### SHORT EXERCISE 1
Reproduce word for word everything in the border road trip account from "The last line" down to "of Montezuma Pass.".
### SHORT EXERCISE 2
Pick up the account of the drive along the Mexican Border Road and carry it on past its final sentence.

### PAGE
════════════════
I make it to "The Mexican Border Road" and head west into the Coronado National Monument.


60 miles to go. The skies look a little ominous and I've already had a little light rain.




The last line of this sign should read, "unless heavily armed". (At least that's what I said to make myself feel a little better.)


There is a very twisty and rough road to the top of Montezuma Pass.



There were several tourists making the drive to the top of the pass, but no one heading west down the other side.


The road is a little easier heading west. Mexico can be seen to the left.






Lochiel Road was a wonderful gravel road in a rough remote area. I saw maybe 4-3 other vehicles between Montezuma Pass and Nogales.




The first European Explorer to enter Arizona apparently passed through here.
════════════════
### DATA SUPPLIED
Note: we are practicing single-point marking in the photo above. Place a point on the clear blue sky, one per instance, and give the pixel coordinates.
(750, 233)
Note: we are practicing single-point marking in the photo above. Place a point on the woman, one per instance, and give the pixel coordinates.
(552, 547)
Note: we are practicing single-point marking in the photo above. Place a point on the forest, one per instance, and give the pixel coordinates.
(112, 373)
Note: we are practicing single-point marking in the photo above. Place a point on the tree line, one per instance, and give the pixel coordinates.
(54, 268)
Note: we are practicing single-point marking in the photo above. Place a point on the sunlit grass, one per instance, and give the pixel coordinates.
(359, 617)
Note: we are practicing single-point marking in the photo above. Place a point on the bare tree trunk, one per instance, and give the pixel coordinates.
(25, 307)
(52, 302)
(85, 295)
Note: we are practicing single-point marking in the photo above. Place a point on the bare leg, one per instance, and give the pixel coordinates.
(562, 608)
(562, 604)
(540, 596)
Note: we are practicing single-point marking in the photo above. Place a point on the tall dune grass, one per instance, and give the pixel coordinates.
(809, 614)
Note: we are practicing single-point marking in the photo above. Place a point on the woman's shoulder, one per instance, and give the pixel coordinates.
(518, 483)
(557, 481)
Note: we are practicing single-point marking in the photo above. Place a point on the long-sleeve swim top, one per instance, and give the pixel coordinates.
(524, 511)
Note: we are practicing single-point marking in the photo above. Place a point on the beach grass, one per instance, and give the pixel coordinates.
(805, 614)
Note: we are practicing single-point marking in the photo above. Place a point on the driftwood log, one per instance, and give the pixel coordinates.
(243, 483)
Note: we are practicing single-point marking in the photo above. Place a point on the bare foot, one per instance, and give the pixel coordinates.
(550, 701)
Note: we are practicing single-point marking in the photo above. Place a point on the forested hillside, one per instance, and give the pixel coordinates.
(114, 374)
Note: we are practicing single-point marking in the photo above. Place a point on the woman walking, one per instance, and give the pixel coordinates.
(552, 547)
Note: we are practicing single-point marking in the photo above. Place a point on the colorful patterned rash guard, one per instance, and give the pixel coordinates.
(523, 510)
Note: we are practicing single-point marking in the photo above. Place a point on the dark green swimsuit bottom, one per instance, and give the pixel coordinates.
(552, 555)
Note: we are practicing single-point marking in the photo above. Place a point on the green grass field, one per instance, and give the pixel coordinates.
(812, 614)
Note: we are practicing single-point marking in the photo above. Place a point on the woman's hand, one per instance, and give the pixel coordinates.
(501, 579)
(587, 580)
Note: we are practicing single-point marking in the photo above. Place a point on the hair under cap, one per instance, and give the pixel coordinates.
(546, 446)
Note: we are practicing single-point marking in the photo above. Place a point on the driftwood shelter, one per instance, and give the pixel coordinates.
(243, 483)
════════════════
### EXERCISE RESPONSE 1
The last line of this sign should read, "unless heavily armed". (At least that's what I said to make myself feel a little better.)


There is a very twisty and rough road to the top of Montezuma Pass.

### EXERCISE RESPONSE 2
Fray Marcos de Niza was born in Nice (de Niza = of Nice) in 1495. He came to America in 1531 and served in Peru, Guatemala, and Mexico. He was chosen to explore the area north of Sonora. He left Culiacan in March 1539 and returned in September. He was 44 years old. Fray Marcos de Niza crossed Southeastern Arizona to northern New Mexico. He returned and reported he had discovered the Seven Cities of Cibola. He claimed they had seen a city far away where the people used dishes of gold and silver, decorated their homes with turquoise, and had gigantic gems. His report led Franciisco Vazquez de Coronado to make his famous expedition to the Zuni Pueblo the following year. Fray Marcos de Niza was the guide for Coronado's Expedition. The expedition proved to be a great disappointment and he returned to Mexico in shame. Fray Marcos de Niza died in 1558.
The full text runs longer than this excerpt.